Summarize the mergers and acquisitions passage below in three sentences.

Document passage ->
# # #

The successful privatisation of copper mining and smelting complex RTB
Bor and the tender for the Belgrade Airport concession were among the M&A highlights last year.
China’s Zijin Mining Group, the new owner of RTB Bor, is obliged to invest 1.23 billion dollars in the Serbian company and increase production threefour times within the next five years while maintaining the number of employees. Following the RTB deal, the Chinese group extended its presence on the Serbian market with the acquisition of the Timok copper and gold mine in 2019.
The Belgrade Airport concession was awarded to France’s Vinci Airports, which will manage the airport for the next 25 years. The deal included an up-front concession fee of 501 million euro along with investment commitments of 732 million euro.
Meanwhile, the financial sector is expecting the privatisation of the largest Serbian bank – Komercijalna Banka – which should become by the end of 2019.
The most notable deal in the private sector was Telenor’s exit from CSEE, which involved the sale of its assets in Serbia, Hungary, Bulgaria and Montenegro to the Czech PPF Group. The total price consideration of 2.8 billion euro makes this the largest telecom transaction in the region for the past few years. The TMT sector also saw Telekom Serbia’s acquisition of Kopernikus Technology for 200 million euro, and software developer Nutanix’s purchase of Frame, a Serbian-American startup, for 142 million euro.
In the industrial sector, Irelandbased corrugated packaging company Smurfit Kappa bought packaging producers Fabrika Hartija and Avala Ada for a total of 133 million euro. The consumers’ goods sector saw Mid Europa sell biscuits producer Bambi to Coca Cola HBC for a reported 260 million euro, and a joint venture between Karlovarske Mineralni Vody and PepsiCo buy Knjaz Milos, a major producer of mineral water and nonalcoholic beverages.
Some smaller state-owned companies were finally privatised after the first
sale attempts failed in 2017. Pharmaceutical company Galenika was sold to Brazilian pharmaceutical group EMS for 25 million euro, while bus producer Ikarbus is in a sale talks with China’s Yinlong and the deal expected to close in 2019.
The Slovenian market experienced a sharp rise in both deal volume and value in 2018, backed by strong economic activity.
The TMT sector saw a couple of landmark transactions in 2018. BC Partners bought the largest Pay TV provider, United Group, for a consideration of 661 million euro, while NXMH, a Belgium-based investment company, acquired one of the oldest cryptocurrency exchange desks in the world – Bitstamp – for 347 million euro.

# # #

Listed records ->
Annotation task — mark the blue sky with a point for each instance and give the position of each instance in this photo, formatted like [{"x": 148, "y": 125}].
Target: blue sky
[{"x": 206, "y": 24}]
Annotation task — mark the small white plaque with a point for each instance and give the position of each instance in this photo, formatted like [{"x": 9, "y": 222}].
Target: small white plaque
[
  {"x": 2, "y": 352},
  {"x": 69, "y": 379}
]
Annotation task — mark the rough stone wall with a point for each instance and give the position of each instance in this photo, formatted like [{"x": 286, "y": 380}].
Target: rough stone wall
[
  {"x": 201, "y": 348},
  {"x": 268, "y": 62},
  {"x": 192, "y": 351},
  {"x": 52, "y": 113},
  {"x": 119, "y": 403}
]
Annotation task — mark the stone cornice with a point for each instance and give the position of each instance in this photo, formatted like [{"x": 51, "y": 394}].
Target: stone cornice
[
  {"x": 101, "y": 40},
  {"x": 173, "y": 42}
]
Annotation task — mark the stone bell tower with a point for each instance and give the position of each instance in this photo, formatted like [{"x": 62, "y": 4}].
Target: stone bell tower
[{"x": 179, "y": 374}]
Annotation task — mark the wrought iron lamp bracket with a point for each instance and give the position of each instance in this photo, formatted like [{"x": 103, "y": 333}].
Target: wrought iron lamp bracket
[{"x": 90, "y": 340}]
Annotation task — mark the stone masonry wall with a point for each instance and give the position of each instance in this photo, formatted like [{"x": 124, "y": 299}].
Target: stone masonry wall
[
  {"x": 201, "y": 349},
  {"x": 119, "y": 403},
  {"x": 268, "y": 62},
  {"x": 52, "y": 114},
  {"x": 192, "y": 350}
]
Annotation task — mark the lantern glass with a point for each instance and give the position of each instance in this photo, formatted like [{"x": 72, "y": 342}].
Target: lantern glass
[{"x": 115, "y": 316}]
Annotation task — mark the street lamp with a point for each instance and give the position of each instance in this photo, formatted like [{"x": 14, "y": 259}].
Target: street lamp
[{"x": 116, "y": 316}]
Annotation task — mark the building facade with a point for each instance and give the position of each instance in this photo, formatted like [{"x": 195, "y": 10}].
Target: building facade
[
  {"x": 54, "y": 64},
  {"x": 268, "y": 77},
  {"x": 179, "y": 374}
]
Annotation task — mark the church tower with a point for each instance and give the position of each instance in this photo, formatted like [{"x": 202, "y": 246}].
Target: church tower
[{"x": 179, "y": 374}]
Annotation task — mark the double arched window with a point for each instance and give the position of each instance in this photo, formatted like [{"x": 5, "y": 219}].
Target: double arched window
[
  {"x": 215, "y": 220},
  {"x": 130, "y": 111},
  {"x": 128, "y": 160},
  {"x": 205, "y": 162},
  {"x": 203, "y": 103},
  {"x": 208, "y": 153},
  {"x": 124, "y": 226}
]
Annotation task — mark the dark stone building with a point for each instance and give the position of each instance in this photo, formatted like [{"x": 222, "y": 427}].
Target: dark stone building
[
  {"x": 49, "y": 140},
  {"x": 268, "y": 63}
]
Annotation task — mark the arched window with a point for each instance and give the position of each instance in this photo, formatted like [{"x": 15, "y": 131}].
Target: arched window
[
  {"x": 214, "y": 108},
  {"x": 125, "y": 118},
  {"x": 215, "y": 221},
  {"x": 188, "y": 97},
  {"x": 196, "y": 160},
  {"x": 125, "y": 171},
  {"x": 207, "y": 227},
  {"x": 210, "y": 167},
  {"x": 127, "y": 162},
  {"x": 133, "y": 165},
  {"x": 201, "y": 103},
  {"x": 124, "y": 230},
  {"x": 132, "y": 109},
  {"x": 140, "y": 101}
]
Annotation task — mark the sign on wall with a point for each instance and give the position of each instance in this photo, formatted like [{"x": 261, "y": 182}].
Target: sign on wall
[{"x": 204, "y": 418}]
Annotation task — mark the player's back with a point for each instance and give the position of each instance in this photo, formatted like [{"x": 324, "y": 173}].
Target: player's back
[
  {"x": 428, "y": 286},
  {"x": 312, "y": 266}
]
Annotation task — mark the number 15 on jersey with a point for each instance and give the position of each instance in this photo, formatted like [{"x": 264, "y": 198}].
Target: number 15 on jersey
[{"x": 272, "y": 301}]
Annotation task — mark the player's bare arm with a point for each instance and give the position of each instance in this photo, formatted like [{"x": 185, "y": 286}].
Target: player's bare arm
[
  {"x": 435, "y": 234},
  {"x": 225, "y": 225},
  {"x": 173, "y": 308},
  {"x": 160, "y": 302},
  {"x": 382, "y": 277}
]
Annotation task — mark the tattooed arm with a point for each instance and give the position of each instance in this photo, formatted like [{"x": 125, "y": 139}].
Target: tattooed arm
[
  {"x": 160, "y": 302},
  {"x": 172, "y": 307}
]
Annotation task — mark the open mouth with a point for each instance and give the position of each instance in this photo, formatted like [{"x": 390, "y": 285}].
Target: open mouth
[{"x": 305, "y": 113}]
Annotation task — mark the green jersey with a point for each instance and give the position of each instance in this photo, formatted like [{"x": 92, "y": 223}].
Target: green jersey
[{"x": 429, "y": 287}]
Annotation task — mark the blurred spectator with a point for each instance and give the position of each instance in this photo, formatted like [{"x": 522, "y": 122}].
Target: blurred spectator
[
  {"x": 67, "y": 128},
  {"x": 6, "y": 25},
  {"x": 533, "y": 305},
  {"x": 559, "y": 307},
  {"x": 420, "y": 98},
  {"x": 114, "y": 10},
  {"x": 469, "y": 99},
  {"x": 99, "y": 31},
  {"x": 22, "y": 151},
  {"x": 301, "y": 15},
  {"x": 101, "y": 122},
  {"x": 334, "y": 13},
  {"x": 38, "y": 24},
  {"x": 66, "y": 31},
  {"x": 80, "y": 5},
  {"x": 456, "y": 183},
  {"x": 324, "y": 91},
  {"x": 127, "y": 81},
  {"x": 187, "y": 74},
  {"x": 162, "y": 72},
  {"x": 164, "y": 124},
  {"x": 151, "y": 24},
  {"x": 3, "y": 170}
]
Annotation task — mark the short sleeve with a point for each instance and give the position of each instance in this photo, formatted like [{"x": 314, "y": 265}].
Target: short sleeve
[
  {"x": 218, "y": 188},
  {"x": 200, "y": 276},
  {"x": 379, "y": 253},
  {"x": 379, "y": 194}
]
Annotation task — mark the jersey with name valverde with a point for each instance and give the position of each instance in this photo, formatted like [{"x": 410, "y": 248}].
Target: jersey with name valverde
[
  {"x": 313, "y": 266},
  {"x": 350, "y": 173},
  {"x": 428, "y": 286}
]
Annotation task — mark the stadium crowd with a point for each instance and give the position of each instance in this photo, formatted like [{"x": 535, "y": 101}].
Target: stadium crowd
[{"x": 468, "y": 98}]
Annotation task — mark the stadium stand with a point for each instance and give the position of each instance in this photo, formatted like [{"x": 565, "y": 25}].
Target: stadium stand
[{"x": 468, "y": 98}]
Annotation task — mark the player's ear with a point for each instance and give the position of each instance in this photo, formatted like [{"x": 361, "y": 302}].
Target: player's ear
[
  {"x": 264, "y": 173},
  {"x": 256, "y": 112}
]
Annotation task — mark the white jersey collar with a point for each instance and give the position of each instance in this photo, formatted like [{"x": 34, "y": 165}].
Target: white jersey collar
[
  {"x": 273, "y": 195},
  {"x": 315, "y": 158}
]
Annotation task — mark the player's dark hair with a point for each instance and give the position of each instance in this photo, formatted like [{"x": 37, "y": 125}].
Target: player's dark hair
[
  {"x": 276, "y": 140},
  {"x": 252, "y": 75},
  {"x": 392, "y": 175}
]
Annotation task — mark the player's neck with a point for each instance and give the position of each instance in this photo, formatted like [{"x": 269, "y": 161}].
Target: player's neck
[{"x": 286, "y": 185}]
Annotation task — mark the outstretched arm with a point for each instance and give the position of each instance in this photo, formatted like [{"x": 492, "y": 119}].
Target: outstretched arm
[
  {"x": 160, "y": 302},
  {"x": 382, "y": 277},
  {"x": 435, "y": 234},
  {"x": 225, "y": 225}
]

# # #

Your solution ->
Last year's M&A highlights included the privatisation of the copper mining and smelting complex RTB Bor, bought by China's Zijin Mining Group, and the Belgrade Airport concession, awarded to France's Vinci Airports for 25 years. The most notable private-sector deal was Telenor's sale of its assets in Serbia, Hungary, Bulgaria and Montenegro to the Czech PPF Group for 2.8 billion euro, and other deals followed in the TMT, industrial and consumer goods sectors, such as Coca Cola HBC's purchase of Bambi. Some smaller state-owned companies, including Galenika, were privatised after sale attempts failed in 2017, while the Slovenian market saw a sharp rise in deal volume and value in 2018.